[Goal] Copy every line of the data below word for word, changing nothing.

[Given records]
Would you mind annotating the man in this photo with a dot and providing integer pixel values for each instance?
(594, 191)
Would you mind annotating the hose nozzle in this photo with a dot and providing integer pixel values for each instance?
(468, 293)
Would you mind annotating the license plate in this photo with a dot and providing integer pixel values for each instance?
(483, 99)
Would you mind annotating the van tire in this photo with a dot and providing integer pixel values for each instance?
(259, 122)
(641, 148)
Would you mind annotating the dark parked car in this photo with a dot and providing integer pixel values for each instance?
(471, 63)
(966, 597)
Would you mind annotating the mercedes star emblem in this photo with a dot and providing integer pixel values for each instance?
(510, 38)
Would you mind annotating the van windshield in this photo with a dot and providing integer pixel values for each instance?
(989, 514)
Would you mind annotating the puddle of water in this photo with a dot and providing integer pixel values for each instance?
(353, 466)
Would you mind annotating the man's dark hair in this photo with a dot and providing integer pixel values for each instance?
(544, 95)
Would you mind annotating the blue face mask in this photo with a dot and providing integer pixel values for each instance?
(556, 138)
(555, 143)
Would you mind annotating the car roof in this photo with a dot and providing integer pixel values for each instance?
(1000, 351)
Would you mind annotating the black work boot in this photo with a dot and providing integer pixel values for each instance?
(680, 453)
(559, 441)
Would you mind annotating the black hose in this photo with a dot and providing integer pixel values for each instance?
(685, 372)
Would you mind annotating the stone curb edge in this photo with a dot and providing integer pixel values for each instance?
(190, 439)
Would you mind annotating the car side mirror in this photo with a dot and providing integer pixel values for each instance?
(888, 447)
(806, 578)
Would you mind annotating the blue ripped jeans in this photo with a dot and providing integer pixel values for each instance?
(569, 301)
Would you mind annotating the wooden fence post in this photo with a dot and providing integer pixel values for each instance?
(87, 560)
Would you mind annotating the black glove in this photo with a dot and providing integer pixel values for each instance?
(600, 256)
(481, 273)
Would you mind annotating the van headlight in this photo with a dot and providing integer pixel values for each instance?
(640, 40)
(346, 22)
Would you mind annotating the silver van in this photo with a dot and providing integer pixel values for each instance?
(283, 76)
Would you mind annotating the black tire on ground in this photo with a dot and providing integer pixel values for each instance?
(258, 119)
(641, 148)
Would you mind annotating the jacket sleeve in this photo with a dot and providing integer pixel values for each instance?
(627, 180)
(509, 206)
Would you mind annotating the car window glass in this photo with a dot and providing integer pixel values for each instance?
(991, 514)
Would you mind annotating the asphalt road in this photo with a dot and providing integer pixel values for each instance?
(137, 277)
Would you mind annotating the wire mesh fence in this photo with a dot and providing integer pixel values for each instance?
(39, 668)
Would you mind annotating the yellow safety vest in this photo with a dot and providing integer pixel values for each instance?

[Full answer]
Would you mind annotating the man in this photo with a dot and providing integer pixel values for each instance?
(594, 191)
Would you mind annotating the hose nozzle in this photo with a dot and providing integer pixel values for each instance?
(468, 293)
Would you mind annotating the license plate in this photo with a dot and providing integer pixel values for each instance?
(483, 99)
Would you mind annotating the van tire in this photo with a dot and providing integer pixel values for each instance?
(259, 122)
(641, 148)
Would you mind annotating the dark parked car in this photo with a dot and providing integer pixel values for each instance?
(471, 63)
(966, 597)
Would you mind annotating the mercedes star emblem in this photo with a dot and providing integer pixel values for each instance?
(510, 38)
Would you mind annotating the van windshield in this photo with a dot and providing integer pixel values for each instance?
(989, 514)
Would you mind annotating the puddle of water in this photo with a dot and providing integer pixel values for each instance?
(353, 466)
Would you mind annotating the man's dark hair in this photo with a dot and providing integer pixel values for each instance?
(544, 95)
Would you mind annotating the blue face mask in this photo with a dot and providing integer pixel values for each instance?
(556, 138)
(555, 143)
Would you mind annotating the car roof in this photo with a dot and providing integer pixel values for each instance?
(1000, 351)
Would you mind annotating the black work boot in this photo with a dot and providing integer pixel values for each instance?
(680, 453)
(559, 441)
Would you mind annotating the black hose in this photo with a dot and providing integer pixel values for each instance?
(685, 372)
Would you mind annotating the stone curb edge in this photo with a dot and providing integer pixel values for each instance?
(190, 439)
Would you mind annotating the car side mirror in this photo with a dot and providing integer pixel values for each instance?
(888, 447)
(806, 578)
Would you mind annotating the blue ripped jeans in this photo with a dot and providing integer pixel values for each instance?
(569, 301)
Would you mind annotating the wooden fence post in this photo with a dot and providing integer pixel values for each instance?
(87, 560)
Would you mind annotating the black glove in this photo with a dot and providing integer pixel values for each instance?
(600, 256)
(481, 273)
Would you mind annotating the van headlight in this photo with a dot and providing integer pixel values for each instance?
(640, 40)
(346, 22)
Would you mind annotating the silver van in this photo with a dot and providing integer pixel values for each instance?
(283, 76)
Would you mind annotating the black tire on ground in this photo with a dot and providing integer pixel values for each instance?
(258, 119)
(641, 148)
Would you mind annotating the jacket sleeve in this photo with a dot and providing integer pixel values for each instance?
(627, 180)
(509, 206)
Would you mind annotating the car window glass in this photo with a dot and providing integer pixel values for each instance?
(991, 514)
Would you mind annotating the asphalt road in this photo with a dot and providing integer pixel values for each instance?
(137, 277)
Would you mind annotating the wire mesh fence in this photo with a dot and providing integer pixel values for each instance?
(39, 668)
Would you mind annotating the yellow safety vest in this photo with a dot and providing integer pixel values for each instance?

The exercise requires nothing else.